| WHAT IS ASKED |
Write out word for word the part of the material below that opens with the line containing "Could you identify the golf flagstick" and runs through the end of the material, with both ends included. Copy only those lines.

| MATERIAL PROVIDED |
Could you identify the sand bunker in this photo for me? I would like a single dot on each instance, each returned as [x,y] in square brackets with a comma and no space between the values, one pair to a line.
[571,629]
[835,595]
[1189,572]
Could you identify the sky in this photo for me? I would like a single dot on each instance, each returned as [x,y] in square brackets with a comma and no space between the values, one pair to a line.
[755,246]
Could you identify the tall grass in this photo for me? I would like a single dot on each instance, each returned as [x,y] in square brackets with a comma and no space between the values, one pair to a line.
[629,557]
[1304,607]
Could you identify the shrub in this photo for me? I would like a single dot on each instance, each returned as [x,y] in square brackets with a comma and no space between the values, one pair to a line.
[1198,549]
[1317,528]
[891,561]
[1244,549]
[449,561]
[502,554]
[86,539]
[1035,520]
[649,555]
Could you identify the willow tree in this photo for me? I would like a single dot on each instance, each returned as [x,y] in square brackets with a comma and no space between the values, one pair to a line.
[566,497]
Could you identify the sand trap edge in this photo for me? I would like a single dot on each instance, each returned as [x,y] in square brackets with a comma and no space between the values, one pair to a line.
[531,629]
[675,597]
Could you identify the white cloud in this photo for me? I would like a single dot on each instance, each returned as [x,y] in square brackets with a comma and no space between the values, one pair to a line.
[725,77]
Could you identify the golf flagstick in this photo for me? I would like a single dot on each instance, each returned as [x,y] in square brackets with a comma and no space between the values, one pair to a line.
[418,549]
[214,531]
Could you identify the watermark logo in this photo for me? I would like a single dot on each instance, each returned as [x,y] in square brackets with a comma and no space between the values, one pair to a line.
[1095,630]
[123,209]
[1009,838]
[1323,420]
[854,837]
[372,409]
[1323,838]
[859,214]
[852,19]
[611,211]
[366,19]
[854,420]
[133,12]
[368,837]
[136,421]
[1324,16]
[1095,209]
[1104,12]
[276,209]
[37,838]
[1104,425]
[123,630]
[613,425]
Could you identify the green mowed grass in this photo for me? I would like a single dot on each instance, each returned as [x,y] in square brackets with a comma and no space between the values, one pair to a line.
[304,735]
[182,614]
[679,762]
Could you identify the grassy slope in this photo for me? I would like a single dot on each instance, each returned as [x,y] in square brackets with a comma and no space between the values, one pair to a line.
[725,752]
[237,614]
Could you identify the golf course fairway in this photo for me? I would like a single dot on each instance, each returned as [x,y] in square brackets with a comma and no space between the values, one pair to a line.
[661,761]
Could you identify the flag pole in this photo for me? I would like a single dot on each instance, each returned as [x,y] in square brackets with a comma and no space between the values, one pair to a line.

| RESULT BELOW |
Could you identify the golf flagstick in this photo for me? I would like a single dot on each instance, each returned as [x,y] in square brackets with a comma and no space between the values, one pair to a line.
[418,549]
[214,531]
Could you identify the watermark logo in this photo for me? I would like a single dot on each instance, each returned as [x,y] in square brackets with a comma and no space between the values, one pair to a line.
[1095,630]
[123,209]
[1009,838]
[1323,420]
[854,837]
[372,409]
[1323,838]
[859,214]
[852,19]
[611,211]
[366,19]
[854,420]
[133,12]
[368,837]
[136,421]
[1324,16]
[1095,209]
[1104,12]
[276,209]
[37,838]
[1104,425]
[123,630]
[613,425]
Could you identify the green mowed grass in this photo for me? I would like a single dot on each instance, each returned as [x,y] in square brackets with a comma and no space between the values, one pair to a line.
[304,735]
[182,614]
[679,762]
Could you identify the grassy slope in this photo for me? I would like a single dot on each instance, each returned as [x,y] in square brackets with a comma and no space between the values, one pair to a line.
[725,752]
[237,614]
Could you identify the golf course fairway in this photo for me? I would like a single dot on each instance, each returned as [x,y] in square brackets with a comma and no space between the values, one pair to a line.
[661,761]
Could you identify the flag pole in this photo for me? I would like a single dot on each instance, each returned as [x,y] in square brackets with a comma and no space between the values, one pair to a line.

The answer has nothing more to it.